# Start of Data provided

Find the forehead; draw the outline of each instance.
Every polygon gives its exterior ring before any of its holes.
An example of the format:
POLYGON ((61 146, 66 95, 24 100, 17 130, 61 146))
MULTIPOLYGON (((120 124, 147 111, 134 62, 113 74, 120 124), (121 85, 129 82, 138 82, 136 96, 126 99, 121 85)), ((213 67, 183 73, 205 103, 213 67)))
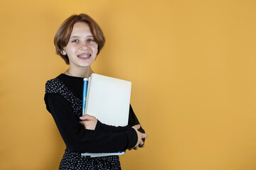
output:
POLYGON ((92 35, 89 25, 85 22, 75 23, 73 28, 71 36, 76 35, 77 34, 92 35))

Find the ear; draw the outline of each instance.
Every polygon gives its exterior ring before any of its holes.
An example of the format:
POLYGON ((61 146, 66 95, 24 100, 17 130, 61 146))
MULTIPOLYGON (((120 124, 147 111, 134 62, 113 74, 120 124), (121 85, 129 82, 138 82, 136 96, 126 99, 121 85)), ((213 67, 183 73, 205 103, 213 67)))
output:
POLYGON ((63 50, 60 51, 60 54, 63 55, 67 55, 67 52, 65 51, 65 48, 63 48, 63 50))

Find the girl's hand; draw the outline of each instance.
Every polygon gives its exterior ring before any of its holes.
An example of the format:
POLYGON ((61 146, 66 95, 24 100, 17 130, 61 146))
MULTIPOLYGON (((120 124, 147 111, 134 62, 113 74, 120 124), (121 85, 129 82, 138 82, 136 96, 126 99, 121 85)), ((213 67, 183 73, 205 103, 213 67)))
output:
MULTIPOLYGON (((138 147, 144 147, 145 146, 145 144, 144 143, 142 139, 143 138, 146 138, 148 137, 148 135, 146 133, 142 133, 138 131, 138 129, 140 128, 140 125, 134 125, 133 127, 132 127, 132 128, 134 128, 136 131, 136 132, 137 133, 138 135, 138 141, 137 143, 136 144, 136 145, 132 148, 135 150, 138 149, 138 147)), ((129 149, 129 150, 132 149, 129 149)))
POLYGON ((85 120, 85 121, 80 122, 82 125, 85 127, 85 129, 87 130, 95 130, 97 120, 95 117, 90 115, 85 115, 80 117, 80 119, 85 120))

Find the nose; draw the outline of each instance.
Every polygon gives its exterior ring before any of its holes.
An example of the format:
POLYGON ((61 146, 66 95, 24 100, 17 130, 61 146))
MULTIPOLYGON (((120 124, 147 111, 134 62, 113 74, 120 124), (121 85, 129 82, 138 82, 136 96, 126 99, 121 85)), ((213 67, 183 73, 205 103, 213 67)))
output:
POLYGON ((80 49, 81 50, 86 50, 88 48, 88 45, 86 42, 82 42, 80 44, 80 49))

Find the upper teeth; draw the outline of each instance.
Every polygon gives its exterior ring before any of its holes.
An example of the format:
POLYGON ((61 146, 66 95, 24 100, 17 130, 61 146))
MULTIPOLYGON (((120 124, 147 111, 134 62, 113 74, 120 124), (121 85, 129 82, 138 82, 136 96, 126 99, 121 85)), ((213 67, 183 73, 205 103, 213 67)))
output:
POLYGON ((79 57, 82 57, 82 58, 86 58, 86 57, 88 57, 90 56, 90 55, 78 55, 79 57))

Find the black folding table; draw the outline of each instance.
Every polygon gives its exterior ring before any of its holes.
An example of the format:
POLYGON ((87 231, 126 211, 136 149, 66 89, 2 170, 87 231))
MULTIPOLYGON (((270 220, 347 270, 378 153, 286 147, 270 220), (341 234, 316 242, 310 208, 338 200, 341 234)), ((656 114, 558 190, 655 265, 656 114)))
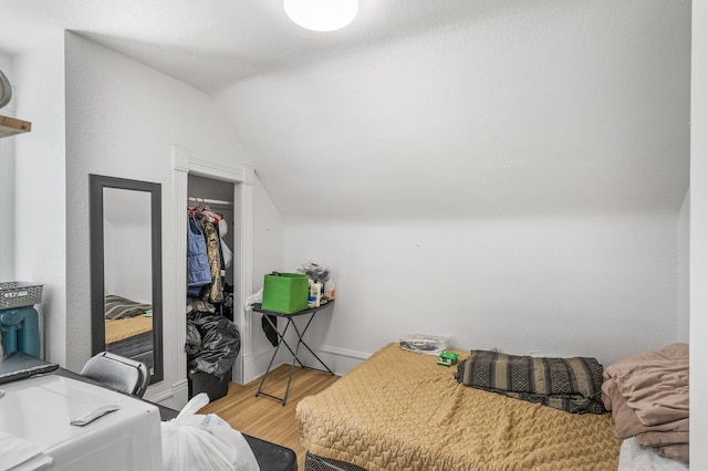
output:
MULTIPOLYGON (((275 349, 273 350, 273 356, 270 358, 270 363, 268 364, 268 368, 266 369, 266 375, 263 375, 263 379, 261 379, 261 384, 258 387, 258 391, 256 393, 256 397, 266 396, 266 397, 269 397, 271 399, 274 399, 274 400, 278 400, 278 401, 282 402, 282 405, 284 406, 285 402, 288 401, 288 393, 290 393, 290 383, 292 381, 292 374, 295 370, 295 362, 302 368, 316 369, 316 370, 320 370, 320 371, 325 371, 326 370, 331 375, 334 375, 334 371, 332 371, 330 369, 330 367, 326 366, 324 364, 324 362, 322 362, 322 359, 314 352, 312 352, 312 348, 310 348, 310 346, 304 341, 304 335, 308 332, 308 328, 310 327, 310 324, 312 324, 312 320, 314 318, 315 314, 317 314, 319 312, 321 312, 323 310, 326 310, 326 308, 331 307, 333 304, 334 304, 334 300, 330 300, 330 301, 327 301, 326 304, 322 304, 319 307, 311 307, 311 308, 308 308, 308 310, 304 310, 304 311, 298 311, 298 312, 292 313, 292 314, 279 313, 279 312, 274 312, 274 311, 267 311, 267 310, 263 310, 261 307, 260 303, 253 304, 253 306, 251 307, 251 311, 254 312, 254 313, 263 314, 264 318, 268 321, 270 326, 278 334, 278 345, 275 346, 275 349), (303 315, 304 316, 310 315, 310 318, 308 318, 308 323, 305 324, 304 328, 301 331, 300 328, 298 328, 298 325, 293 322, 293 320, 295 317, 303 316, 303 315), (288 322, 285 323, 285 327, 282 331, 280 331, 278 328, 278 322, 273 322, 271 316, 287 318, 288 322), (288 342, 285 341, 285 334, 288 333, 288 329, 290 328, 291 325, 292 325, 293 329, 295 331, 295 334, 298 335, 298 344, 295 345, 294 352, 291 348, 291 346, 288 344, 288 342), (285 395, 283 397, 278 397, 278 396, 270 395, 268 393, 263 393, 263 385, 266 384, 266 379, 268 378, 268 375, 270 374, 270 368, 273 366, 273 362, 275 360, 275 356, 278 355, 278 350, 280 350, 280 346, 281 345, 284 345, 290 350, 290 353, 292 354, 292 364, 290 365, 290 375, 288 376, 288 386, 285 387, 285 395), (298 358, 298 354, 300 353, 300 346, 301 345, 304 346, 312 354, 312 356, 314 356, 316 358, 317 362, 320 362, 320 364, 324 367, 324 369, 313 368, 311 366, 305 366, 300 360, 300 358, 298 358)), ((275 321, 278 321, 278 320, 275 320, 275 321)))

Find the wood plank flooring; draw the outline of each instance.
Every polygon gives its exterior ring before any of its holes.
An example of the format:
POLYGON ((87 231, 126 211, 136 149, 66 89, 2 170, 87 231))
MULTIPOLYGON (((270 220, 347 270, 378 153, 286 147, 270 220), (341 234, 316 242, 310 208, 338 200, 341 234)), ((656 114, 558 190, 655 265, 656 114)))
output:
MULTIPOLYGON (((289 373, 290 365, 273 369, 268 375, 263 391, 283 397, 289 373)), ((225 397, 207 405, 199 414, 216 414, 236 430, 292 449, 298 454, 298 467, 302 470, 305 449, 300 444, 295 406, 302 398, 326 389, 339 378, 326 371, 295 368, 285 406, 264 396, 256 397, 261 378, 243 386, 231 383, 225 397)))

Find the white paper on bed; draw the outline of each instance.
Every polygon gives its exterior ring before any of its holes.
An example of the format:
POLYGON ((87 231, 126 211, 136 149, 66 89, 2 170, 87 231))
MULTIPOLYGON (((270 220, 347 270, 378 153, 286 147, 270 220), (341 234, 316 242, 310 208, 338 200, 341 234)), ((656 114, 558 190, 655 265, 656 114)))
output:
POLYGON ((665 458, 642 447, 632 437, 622 442, 617 471, 686 471, 688 464, 665 458))

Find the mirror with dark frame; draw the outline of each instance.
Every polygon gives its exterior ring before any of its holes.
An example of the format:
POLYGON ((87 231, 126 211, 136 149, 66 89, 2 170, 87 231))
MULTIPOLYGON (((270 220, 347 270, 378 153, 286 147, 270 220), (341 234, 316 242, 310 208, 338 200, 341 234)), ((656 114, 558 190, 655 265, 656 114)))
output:
POLYGON ((162 186, 90 175, 91 352, 164 378, 162 186))

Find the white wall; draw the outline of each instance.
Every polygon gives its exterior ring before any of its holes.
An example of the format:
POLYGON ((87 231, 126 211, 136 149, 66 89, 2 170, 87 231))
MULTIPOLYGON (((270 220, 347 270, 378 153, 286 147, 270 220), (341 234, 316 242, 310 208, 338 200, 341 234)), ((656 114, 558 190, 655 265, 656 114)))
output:
POLYGON ((708 469, 708 2, 694 1, 690 151, 690 465, 708 469))
MULTIPOLYGON (((12 60, 0 54, 0 71, 13 82, 12 60)), ((14 116, 13 97, 0 114, 14 116)), ((0 139, 0 221, 14 221, 14 137, 0 139)), ((0 281, 12 281, 14 276, 14 228, 12 223, 0 224, 0 281)))
MULTIPOLYGON (((184 380, 184 350, 176 322, 185 301, 176 300, 171 147, 214 164, 246 161, 239 143, 211 98, 75 34, 66 34, 67 135, 67 292, 70 338, 90 338, 88 306, 88 174, 154 181, 163 191, 163 289, 165 381, 150 395, 165 395, 184 380), (177 316, 177 318, 176 318, 177 316)), ((185 229, 186 230, 186 229, 185 229)), ((66 345, 72 368, 90 356, 86 342, 66 345)))
POLYGON ((677 326, 676 342, 689 342, 690 325, 690 191, 686 191, 678 214, 677 326))
MULTIPOLYGON (((263 275, 284 266, 284 229, 280 212, 260 179, 253 185, 253 292, 263 287, 263 275)), ((254 369, 264 371, 272 346, 263 334, 261 315, 251 313, 254 369)))
POLYGON ((67 360, 66 344, 72 339, 66 332, 63 59, 61 33, 13 57, 17 115, 32 122, 30 134, 14 137, 14 275, 44 284, 40 310, 44 352, 61 364, 67 360))
POLYGON ((311 337, 335 356, 423 333, 608 365, 676 342, 676 238, 668 213, 302 222, 285 269, 332 269, 337 304, 311 337))

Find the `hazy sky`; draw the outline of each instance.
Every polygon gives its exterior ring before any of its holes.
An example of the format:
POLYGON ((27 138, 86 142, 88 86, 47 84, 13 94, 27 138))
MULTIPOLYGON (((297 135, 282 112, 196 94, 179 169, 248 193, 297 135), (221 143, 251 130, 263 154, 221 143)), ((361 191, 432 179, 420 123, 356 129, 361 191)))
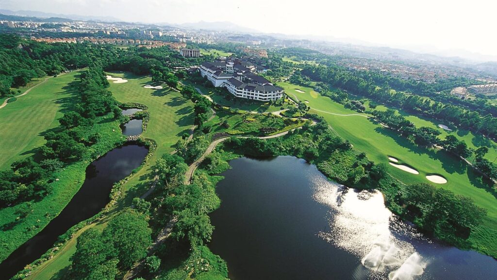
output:
POLYGON ((265 32, 497 55, 494 0, 0 0, 0 8, 144 22, 228 21, 265 32))

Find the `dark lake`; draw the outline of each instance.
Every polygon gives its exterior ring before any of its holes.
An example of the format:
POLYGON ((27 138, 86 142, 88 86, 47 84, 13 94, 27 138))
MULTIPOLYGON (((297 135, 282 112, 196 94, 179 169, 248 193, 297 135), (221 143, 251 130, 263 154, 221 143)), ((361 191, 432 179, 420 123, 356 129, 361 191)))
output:
POLYGON ((148 152, 143 146, 130 144, 115 148, 92 162, 86 168, 83 185, 62 212, 0 264, 0 279, 10 279, 45 254, 60 235, 96 215, 109 202, 114 183, 139 166, 148 152))
POLYGON ((131 120, 122 126, 123 134, 126 136, 140 135, 143 132, 142 120, 131 120))
POLYGON ((122 110, 122 114, 123 116, 127 116, 128 115, 133 115, 137 112, 141 112, 143 110, 138 108, 131 108, 122 110))
POLYGON ((230 162, 209 245, 233 280, 495 279, 497 262, 399 221, 377 191, 328 181, 294 157, 230 162))

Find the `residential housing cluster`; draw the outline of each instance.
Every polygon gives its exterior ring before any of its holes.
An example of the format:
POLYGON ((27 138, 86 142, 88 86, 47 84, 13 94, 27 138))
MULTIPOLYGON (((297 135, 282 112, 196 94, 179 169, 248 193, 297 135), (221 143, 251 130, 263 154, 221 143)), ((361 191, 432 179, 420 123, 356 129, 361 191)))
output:
MULTIPOLYGON (((226 88, 237 97, 262 101, 281 98, 283 89, 257 75, 258 66, 251 60, 230 57, 205 62, 200 66, 200 75, 215 87, 226 88)), ((264 67, 259 66, 258 69, 263 71, 264 67)))
POLYGON ((148 48, 168 46, 171 49, 180 49, 186 46, 186 43, 177 42, 163 42, 153 40, 139 40, 133 39, 120 39, 116 38, 94 38, 84 37, 81 38, 35 38, 32 40, 47 43, 79 43, 88 42, 94 45, 117 45, 119 46, 138 46, 148 48))

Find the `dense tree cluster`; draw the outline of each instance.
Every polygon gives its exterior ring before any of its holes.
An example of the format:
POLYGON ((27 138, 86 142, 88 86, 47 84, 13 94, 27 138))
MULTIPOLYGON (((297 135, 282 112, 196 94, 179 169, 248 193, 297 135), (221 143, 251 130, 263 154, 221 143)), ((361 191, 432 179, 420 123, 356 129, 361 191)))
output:
MULTIPOLYGON (((113 280, 120 270, 127 270, 145 258, 152 243, 148 220, 147 216, 127 208, 111 220, 102 233, 94 228, 83 232, 71 257, 72 278, 113 280)), ((151 263, 156 263, 153 261, 151 263)))
POLYGON ((482 115, 478 112, 459 106, 434 101, 415 94, 391 90, 388 83, 378 87, 372 79, 365 80, 336 65, 306 65, 302 74, 312 80, 328 83, 333 87, 350 91, 354 94, 409 112, 452 123, 461 129, 491 138, 497 137, 497 118, 490 113, 482 115))
POLYGON ((120 116, 121 110, 107 86, 99 64, 82 73, 77 89, 79 102, 74 111, 60 119, 60 127, 45 135, 47 142, 38 148, 37 161, 29 157, 0 172, 0 207, 41 198, 49 193, 54 172, 80 159, 87 147, 99 139, 98 134, 88 132, 95 118, 113 111, 120 116))
POLYGON ((466 196, 426 183, 410 185, 399 199, 403 214, 437 238, 454 242, 466 239, 486 215, 466 196))
POLYGON ((87 44, 46 44, 0 34, 0 97, 13 94, 10 88, 25 86, 33 79, 88 66, 96 59, 106 63, 115 56, 111 47, 87 44))
POLYGON ((427 84, 422 81, 404 80, 372 71, 355 72, 354 74, 367 81, 371 80, 376 85, 383 85, 386 83, 396 90, 414 93, 443 103, 462 106, 466 109, 476 111, 482 116, 490 114, 497 117, 497 108, 485 99, 475 100, 462 99, 450 93, 455 87, 484 83, 481 81, 463 77, 455 77, 439 80, 434 84, 427 84))
POLYGON ((195 119, 193 123, 199 128, 202 126, 210 117, 212 103, 195 90, 193 87, 186 86, 181 91, 181 95, 195 104, 195 119))
POLYGON ((497 178, 497 168, 483 156, 488 152, 488 148, 481 147, 476 151, 468 147, 466 142, 458 140, 453 135, 448 135, 444 140, 438 138, 441 133, 435 129, 426 127, 416 128, 414 124, 404 116, 396 114, 394 110, 373 111, 375 118, 388 127, 389 129, 414 140, 419 146, 427 147, 440 146, 464 158, 471 157, 474 153, 473 161, 475 167, 491 178, 497 178))

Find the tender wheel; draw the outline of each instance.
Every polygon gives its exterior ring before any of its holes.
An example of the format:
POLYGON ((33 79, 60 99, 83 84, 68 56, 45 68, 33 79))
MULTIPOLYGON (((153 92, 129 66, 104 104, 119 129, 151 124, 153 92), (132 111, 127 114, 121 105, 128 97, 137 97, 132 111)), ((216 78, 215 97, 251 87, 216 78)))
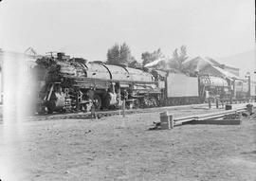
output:
POLYGON ((94 106, 96 111, 100 111, 101 108, 101 99, 99 95, 94 95, 94 106))

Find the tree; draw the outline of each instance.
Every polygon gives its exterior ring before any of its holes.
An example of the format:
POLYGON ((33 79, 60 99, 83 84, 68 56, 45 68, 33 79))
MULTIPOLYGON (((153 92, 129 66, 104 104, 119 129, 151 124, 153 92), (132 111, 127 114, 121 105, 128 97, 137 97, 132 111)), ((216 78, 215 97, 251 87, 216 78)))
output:
POLYGON ((185 45, 181 45, 179 51, 175 48, 173 53, 173 58, 169 61, 170 68, 174 68, 180 72, 187 73, 187 70, 183 65, 186 59, 188 59, 187 47, 185 45))
POLYGON ((144 52, 141 54, 142 61, 142 66, 145 66, 147 63, 152 63, 157 59, 163 58, 163 54, 161 52, 161 49, 158 48, 156 51, 154 51, 152 53, 144 52))
POLYGON ((130 47, 126 43, 121 45, 116 44, 107 51, 107 62, 109 64, 128 64, 132 62, 130 47))

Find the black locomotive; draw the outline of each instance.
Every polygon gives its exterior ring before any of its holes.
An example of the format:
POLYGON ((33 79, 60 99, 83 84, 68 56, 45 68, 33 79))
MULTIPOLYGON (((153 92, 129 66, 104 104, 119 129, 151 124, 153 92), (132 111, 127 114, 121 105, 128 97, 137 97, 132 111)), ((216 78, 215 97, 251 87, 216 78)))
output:
POLYGON ((38 112, 90 111, 201 103, 208 98, 250 98, 250 83, 222 77, 189 77, 155 69, 87 62, 64 53, 37 60, 38 112), (234 83, 235 82, 235 83, 234 83), (242 82, 242 86, 241 85, 242 82))

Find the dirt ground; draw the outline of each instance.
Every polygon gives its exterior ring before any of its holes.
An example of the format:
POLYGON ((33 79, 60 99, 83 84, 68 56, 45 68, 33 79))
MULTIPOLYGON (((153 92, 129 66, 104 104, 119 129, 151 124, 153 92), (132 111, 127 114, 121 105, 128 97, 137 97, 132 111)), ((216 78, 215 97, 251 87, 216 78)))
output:
MULTIPOLYGON (((210 111, 171 112, 179 117, 210 111)), ((159 113, 153 111, 125 118, 0 124, 0 178, 256 180, 256 120, 149 131, 158 120, 159 113)))

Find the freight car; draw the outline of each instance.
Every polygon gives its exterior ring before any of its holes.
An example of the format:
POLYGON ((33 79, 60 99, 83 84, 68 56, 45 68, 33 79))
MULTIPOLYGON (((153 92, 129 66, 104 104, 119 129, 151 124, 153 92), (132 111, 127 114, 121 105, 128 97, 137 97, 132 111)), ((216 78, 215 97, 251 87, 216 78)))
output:
MULTIPOLYGON (((70 59, 64 53, 55 58, 43 57, 37 60, 37 64, 35 72, 43 75, 38 76, 42 86, 39 113, 109 109, 119 107, 124 100, 126 106, 136 108, 200 103, 209 97, 234 96, 226 79, 210 75, 189 77, 162 70, 88 63, 81 58, 70 59)), ((239 87, 236 90, 239 93, 239 87)))

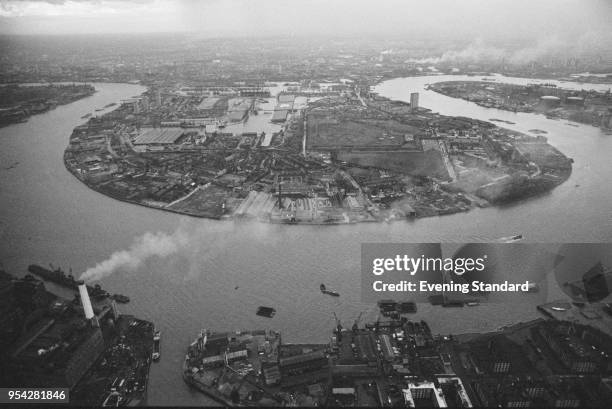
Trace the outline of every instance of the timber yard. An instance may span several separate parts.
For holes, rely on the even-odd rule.
[[[348,79],[152,86],[75,128],[64,162],[119,200],[289,224],[465,212],[550,190],[572,168],[543,135]]]

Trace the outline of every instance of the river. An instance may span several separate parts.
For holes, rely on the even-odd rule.
[[[144,90],[94,84],[98,92],[91,97],[0,129],[0,261],[16,274],[31,263],[72,267],[77,274],[147,232],[172,234],[178,228],[187,234],[189,244],[175,254],[153,257],[133,272],[119,271],[102,285],[131,297],[130,304],[120,306],[122,312],[150,319],[163,332],[162,359],[151,369],[149,404],[189,406],[211,403],[180,377],[186,346],[201,328],[267,327],[281,330],[287,342],[327,342],[334,311],[348,325],[364,310],[364,320],[374,319],[374,306],[360,302],[362,242],[490,241],[519,233],[532,242],[612,241],[611,136],[591,126],[486,109],[424,89],[448,79],[478,78],[396,79],[377,91],[406,101],[416,91],[421,106],[441,114],[504,119],[516,123],[504,126],[524,132],[546,130],[550,143],[575,160],[570,179],[512,205],[413,222],[283,226],[190,218],[113,200],[64,168],[63,151],[72,129],[85,121],[82,115]],[[563,83],[568,85],[601,86]],[[322,296],[321,282],[341,297]],[[256,316],[259,305],[275,307],[276,316]],[[415,318],[427,319],[434,332],[485,331],[537,317],[534,306],[535,301],[512,308],[420,305]]]

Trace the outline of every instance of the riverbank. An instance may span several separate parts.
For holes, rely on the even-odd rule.
[[[127,203],[216,220],[307,225],[467,212],[483,200],[525,199],[569,176],[570,160],[545,138],[351,92],[356,98],[328,96],[332,111],[315,101],[294,113],[280,145],[270,149],[257,145],[264,138],[256,133],[141,131],[162,107],[140,107],[149,90],[75,128],[64,164],[90,188]],[[330,115],[332,127],[324,119]],[[302,145],[307,154],[296,148]]]
[[[503,78],[501,79],[503,81]],[[569,90],[555,84],[514,85],[503,82],[451,81],[429,88],[485,108],[546,115],[612,131],[612,100],[604,92]]]
[[[33,116],[70,104],[96,92],[87,84],[0,86],[0,127],[27,122]]]

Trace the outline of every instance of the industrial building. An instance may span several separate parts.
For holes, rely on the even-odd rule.
[[[145,128],[133,140],[134,145],[171,145],[177,143],[184,130],[181,128]]]

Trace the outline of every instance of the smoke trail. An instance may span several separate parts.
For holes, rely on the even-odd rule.
[[[588,31],[578,37],[549,35],[534,44],[518,50],[508,50],[476,39],[461,50],[450,50],[439,57],[409,59],[417,64],[439,63],[499,63],[505,60],[512,65],[525,65],[550,58],[594,57],[606,55],[612,45],[612,35],[606,32]]]
[[[182,228],[177,229],[172,234],[163,232],[145,233],[138,237],[128,250],[116,251],[107,260],[87,269],[80,279],[96,281],[117,270],[134,271],[147,259],[153,256],[167,257],[179,251],[188,242],[189,235]]]

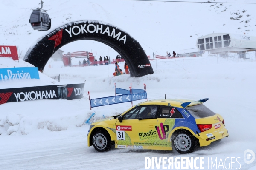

# End of Data provided

■ Description of the task ■
Please count the lines of the records above that contain the string "separate", treating uppercase and lowercase as different, and reply with the number alone.

■ Solution ■
5